Job: Extract all data as written.

Data excerpts:
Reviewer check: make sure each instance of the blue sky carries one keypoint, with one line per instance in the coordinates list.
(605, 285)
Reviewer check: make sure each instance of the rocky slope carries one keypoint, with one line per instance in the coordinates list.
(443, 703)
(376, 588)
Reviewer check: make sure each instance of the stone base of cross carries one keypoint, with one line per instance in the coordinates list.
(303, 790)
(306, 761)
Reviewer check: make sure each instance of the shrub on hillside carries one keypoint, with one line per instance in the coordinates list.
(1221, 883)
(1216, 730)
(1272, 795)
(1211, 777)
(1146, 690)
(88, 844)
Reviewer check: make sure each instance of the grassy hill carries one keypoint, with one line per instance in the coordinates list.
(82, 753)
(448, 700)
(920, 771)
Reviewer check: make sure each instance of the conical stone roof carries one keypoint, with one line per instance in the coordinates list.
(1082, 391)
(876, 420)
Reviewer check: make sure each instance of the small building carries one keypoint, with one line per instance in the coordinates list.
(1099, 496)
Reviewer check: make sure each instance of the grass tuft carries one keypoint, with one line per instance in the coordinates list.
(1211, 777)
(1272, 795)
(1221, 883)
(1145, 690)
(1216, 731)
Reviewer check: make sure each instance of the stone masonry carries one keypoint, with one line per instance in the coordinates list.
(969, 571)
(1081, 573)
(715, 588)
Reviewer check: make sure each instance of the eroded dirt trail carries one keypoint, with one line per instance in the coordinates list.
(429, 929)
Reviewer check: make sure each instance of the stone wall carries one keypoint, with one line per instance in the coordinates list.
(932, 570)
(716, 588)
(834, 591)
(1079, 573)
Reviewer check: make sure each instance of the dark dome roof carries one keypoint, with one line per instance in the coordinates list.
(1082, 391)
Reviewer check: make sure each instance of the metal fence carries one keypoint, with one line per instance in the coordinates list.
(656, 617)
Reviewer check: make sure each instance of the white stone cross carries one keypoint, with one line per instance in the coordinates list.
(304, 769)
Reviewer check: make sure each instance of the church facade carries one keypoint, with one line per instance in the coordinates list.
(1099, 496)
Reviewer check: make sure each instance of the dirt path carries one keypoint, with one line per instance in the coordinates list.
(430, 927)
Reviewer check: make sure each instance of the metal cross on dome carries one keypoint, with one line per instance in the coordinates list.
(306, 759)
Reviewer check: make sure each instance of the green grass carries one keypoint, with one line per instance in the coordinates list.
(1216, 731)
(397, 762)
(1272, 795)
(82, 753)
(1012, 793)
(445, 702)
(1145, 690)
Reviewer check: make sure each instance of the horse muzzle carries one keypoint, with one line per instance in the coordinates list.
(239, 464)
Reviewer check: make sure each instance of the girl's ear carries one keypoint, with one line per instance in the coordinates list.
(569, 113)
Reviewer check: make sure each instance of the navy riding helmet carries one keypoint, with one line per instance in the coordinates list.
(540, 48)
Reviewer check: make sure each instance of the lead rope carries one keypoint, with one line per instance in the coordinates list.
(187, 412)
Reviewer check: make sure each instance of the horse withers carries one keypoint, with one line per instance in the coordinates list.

Written reply:
Reviewer check: make sure each instance of the blue sky carries one keypoint, with one line per instance in the coordinates list.
(605, 285)
Reviewer check: make sure each instance of the rocky slope carries one keypoint, with one line per instance in the coordinates list.
(443, 703)
(376, 588)
Reviewer check: make sure each instance of the stone base of cross carries one keypoint, with one line per instance in the coordinates list.
(303, 790)
(306, 761)
Reviewer check: make sure each instance of the shrub on hillside carries one keypoint, with one line per instance in the coordinates list.
(1221, 883)
(1216, 730)
(1272, 795)
(1211, 777)
(1146, 690)
(88, 844)
Reviewer check: make sure each instance of the grassy hill carries one keypoint, with one line per instance in the coordinates list.
(82, 753)
(448, 700)
(920, 771)
Reviewer check: make sure each instance of the conical stone roof carries one keypoint, with one line per instance in the coordinates list.
(1082, 391)
(876, 420)
Reviewer check: make sure each instance of the small building carries one keypoint, with one line per instance in the coordinates list.
(1099, 496)
Reviewer check: make sure each instance of the grass tuft carries one keypoint, with one line per instance in the coordinates list.
(1211, 777)
(1272, 795)
(1221, 883)
(1145, 690)
(1216, 731)
Reviewer check: make sure each instance of the stone masonry carries one keypoint, with one line per instance in the coordinates list.
(969, 571)
(1081, 573)
(715, 588)
Reviewer check: make sure each instance of the eroded dirt trail carries one keypoint, with one line per instance in the coordinates list.
(429, 929)
Reviewer check: make sure each instance of the stone wall carries one keypoint, with one line per instance in the coordinates list.
(932, 570)
(716, 588)
(834, 591)
(1079, 573)
Reviewer check: make sure each instance of the dark dome roof carries one keypoint, with one line per instance in the coordinates list.
(1082, 391)
Reviewer check: make sure each instance of the metal fence carries one keypoint, with one line per instance in the coordinates list.
(656, 617)
Reviewer check: make sure each instance of the white stone cross carries one keypoint, with one line per instance in the coordinates list.
(304, 769)
Reviewer check: make sure each instance of the church facade carries one keypoint, with one line per instance in the coordinates list.
(1099, 496)
Reviewer check: make sure each instance of the dirt path carries one keypoint, with one line per instance in the coordinates list.
(430, 927)
Reviewer check: make sure each instance of the metal cross on dome carries one keypoint, with one line per instance in the coordinates list.
(306, 759)
Reviewer check: make sure each instance of the green grass carries one keypoint, with one line per instance in the coordinates list.
(1216, 731)
(397, 762)
(1272, 795)
(82, 753)
(1012, 793)
(445, 702)
(1145, 690)
Reviewer check: make sure each instance of the horse muzzle carries one keypoint, with one line per instance in the coordinates list.
(239, 464)
Reviewer check: make sure each instance of the girl's ear carries one keypoint, with one line per instance in the coordinates list.
(569, 113)
Reviewer check: make sure each instance of the navy riding helmet carries one keypoint, with one line per instance in the coordinates list.
(540, 48)
Reviewer check: make sure each instance of the lead rope carries one keypoint, with one line per instance in the coordinates list.
(187, 412)
Reviewer check: make sure each instance of the horse withers carries one keypoint, with one line per instance in the coordinates list.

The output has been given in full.